── Bereitgestelltes Material

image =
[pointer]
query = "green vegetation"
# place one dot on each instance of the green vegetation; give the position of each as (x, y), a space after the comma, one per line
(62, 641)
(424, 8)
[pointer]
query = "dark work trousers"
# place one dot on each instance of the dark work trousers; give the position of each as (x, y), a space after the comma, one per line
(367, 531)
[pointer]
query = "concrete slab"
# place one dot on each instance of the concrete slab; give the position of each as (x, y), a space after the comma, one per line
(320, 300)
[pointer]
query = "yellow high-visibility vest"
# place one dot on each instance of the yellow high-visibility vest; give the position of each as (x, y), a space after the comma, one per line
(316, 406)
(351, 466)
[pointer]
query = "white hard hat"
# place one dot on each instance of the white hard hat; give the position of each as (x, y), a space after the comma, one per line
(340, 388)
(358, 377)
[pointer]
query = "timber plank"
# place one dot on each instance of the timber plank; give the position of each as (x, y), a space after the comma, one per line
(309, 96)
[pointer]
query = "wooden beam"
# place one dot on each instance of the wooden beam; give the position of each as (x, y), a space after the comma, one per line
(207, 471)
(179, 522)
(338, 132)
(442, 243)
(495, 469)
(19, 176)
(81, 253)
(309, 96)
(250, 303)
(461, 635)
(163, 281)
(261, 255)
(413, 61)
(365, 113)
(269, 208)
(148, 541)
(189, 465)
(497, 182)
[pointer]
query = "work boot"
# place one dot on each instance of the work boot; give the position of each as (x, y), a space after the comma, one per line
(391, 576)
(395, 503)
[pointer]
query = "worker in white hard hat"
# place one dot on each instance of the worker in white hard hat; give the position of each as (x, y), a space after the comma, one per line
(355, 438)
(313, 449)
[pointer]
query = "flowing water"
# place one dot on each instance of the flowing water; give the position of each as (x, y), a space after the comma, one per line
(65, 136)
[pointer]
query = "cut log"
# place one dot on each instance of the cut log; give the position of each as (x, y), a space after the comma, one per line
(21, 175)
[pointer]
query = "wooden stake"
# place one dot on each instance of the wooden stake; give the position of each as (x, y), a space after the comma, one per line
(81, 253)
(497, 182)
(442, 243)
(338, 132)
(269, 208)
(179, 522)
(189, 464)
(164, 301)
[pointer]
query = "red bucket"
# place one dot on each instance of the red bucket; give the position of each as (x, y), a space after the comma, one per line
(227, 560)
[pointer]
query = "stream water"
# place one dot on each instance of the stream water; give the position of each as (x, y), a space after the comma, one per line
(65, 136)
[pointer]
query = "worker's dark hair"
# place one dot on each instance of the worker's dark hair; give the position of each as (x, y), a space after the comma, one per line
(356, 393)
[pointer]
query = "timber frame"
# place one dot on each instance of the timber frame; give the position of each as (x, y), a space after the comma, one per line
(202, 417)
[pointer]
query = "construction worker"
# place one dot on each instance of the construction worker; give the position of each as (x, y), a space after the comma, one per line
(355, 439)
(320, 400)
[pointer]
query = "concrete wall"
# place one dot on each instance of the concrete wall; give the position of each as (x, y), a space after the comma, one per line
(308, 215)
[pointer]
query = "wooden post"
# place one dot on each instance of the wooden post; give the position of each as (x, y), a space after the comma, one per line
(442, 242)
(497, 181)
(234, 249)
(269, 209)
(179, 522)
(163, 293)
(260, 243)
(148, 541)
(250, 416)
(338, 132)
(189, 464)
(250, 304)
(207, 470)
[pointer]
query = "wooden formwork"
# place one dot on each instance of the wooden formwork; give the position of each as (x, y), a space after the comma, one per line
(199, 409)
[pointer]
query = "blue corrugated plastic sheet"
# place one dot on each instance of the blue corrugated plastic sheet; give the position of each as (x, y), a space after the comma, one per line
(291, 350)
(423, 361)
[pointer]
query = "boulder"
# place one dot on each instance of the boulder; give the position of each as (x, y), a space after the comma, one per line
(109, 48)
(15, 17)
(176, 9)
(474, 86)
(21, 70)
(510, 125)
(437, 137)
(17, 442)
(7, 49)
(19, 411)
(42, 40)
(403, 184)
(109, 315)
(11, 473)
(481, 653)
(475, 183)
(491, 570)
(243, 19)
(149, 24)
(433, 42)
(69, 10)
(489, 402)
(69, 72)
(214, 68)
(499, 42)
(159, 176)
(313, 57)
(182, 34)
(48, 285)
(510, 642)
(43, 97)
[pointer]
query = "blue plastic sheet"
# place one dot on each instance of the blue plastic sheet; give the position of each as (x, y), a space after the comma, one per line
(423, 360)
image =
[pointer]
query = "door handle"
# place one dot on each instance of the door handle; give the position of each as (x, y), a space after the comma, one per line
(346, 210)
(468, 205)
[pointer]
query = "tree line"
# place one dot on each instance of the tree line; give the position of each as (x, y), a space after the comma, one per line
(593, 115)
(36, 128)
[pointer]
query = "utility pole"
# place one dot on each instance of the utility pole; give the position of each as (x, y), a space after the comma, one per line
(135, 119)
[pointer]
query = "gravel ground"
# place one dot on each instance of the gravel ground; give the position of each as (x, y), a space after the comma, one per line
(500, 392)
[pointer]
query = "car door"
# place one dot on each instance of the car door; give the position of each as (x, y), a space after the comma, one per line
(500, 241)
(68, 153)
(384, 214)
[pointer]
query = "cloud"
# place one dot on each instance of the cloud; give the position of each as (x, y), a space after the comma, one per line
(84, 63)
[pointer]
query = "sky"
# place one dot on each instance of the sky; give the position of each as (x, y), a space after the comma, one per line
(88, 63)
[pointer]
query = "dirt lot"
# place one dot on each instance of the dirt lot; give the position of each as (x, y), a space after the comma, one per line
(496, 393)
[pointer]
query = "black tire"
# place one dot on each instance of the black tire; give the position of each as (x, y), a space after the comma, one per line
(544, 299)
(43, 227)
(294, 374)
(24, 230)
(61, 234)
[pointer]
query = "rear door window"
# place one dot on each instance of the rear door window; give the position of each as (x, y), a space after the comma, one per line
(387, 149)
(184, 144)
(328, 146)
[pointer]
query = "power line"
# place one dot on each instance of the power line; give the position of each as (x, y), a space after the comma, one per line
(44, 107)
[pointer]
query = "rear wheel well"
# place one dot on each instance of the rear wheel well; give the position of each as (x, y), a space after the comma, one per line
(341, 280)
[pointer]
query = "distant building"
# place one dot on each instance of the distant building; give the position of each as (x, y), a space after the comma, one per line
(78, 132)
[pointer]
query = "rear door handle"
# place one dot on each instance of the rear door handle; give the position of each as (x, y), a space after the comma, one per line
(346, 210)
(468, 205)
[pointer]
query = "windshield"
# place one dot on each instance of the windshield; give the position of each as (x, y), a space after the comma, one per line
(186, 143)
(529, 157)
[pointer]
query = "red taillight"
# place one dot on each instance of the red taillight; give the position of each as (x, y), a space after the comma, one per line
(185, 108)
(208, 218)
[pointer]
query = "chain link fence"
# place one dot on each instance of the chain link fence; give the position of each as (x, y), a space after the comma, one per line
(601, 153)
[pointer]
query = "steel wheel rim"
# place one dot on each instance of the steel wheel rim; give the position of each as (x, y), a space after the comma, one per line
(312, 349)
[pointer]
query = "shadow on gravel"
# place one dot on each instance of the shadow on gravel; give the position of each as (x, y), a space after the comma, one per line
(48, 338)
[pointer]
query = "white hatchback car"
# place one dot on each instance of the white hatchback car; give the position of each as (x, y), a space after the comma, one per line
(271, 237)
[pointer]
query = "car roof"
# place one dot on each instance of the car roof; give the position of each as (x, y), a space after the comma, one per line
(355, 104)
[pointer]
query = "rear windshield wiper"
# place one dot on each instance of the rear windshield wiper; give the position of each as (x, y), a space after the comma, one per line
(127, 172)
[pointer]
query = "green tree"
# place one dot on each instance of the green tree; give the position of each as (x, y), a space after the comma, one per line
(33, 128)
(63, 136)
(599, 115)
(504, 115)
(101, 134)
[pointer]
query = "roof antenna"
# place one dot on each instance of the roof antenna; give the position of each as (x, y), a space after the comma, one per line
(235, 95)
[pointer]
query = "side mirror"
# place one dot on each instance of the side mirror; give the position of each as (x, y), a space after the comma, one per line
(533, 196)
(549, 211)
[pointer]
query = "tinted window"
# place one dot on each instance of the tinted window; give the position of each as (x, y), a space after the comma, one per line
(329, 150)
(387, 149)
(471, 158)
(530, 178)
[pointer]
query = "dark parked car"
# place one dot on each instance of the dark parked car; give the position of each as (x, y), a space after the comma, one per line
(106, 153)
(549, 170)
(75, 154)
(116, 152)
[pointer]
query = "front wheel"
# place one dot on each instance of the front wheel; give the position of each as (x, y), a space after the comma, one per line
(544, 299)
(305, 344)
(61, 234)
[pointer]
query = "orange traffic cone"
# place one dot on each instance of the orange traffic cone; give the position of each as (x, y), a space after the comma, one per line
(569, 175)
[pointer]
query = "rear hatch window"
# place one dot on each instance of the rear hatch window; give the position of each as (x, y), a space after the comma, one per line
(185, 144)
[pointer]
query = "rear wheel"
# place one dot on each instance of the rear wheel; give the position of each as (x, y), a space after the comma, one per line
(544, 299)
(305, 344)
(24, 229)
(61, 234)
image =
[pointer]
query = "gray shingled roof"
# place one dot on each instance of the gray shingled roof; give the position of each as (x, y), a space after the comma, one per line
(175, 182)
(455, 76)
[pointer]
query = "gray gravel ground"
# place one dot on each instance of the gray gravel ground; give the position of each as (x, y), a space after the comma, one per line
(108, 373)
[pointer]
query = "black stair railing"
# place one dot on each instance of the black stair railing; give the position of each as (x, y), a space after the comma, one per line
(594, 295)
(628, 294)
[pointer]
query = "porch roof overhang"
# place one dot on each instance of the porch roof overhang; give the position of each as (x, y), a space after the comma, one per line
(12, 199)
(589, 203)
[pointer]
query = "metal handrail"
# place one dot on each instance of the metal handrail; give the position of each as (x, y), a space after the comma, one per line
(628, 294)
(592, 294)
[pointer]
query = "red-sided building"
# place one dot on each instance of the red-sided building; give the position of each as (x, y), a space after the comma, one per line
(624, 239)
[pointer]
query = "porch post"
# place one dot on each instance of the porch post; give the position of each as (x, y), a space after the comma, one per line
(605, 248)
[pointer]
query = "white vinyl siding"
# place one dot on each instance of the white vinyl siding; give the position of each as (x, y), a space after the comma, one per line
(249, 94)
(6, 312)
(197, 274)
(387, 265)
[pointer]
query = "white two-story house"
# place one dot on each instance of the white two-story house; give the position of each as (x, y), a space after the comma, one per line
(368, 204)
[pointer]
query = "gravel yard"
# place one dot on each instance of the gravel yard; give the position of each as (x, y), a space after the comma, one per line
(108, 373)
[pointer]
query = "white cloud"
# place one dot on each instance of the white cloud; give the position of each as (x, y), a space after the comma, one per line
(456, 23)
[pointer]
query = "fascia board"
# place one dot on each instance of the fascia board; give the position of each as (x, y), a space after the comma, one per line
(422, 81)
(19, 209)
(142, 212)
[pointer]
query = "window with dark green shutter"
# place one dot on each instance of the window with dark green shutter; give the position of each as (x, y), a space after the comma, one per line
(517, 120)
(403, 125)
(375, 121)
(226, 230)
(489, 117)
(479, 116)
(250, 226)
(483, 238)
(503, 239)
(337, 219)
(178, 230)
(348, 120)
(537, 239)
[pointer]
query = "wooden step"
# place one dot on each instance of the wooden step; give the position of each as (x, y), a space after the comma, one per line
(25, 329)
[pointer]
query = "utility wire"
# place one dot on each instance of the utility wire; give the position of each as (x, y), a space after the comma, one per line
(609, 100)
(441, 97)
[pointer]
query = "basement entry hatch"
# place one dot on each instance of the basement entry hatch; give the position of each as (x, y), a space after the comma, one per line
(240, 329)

────

▸ **Aufgabe**
Entnimm den Datensätzen oben jede Zeile, in der das Wort „cloud“ vorkommt.

▸ **Erledigte Übung**
query = "cloud"
# place one dot on each instance of the cloud; give the position of each as (x, y), a space after the comma, one per line
query = "white cloud"
# place one dot on each instance of the white cloud; give the position of each as (x, y), a space after the comma, one per line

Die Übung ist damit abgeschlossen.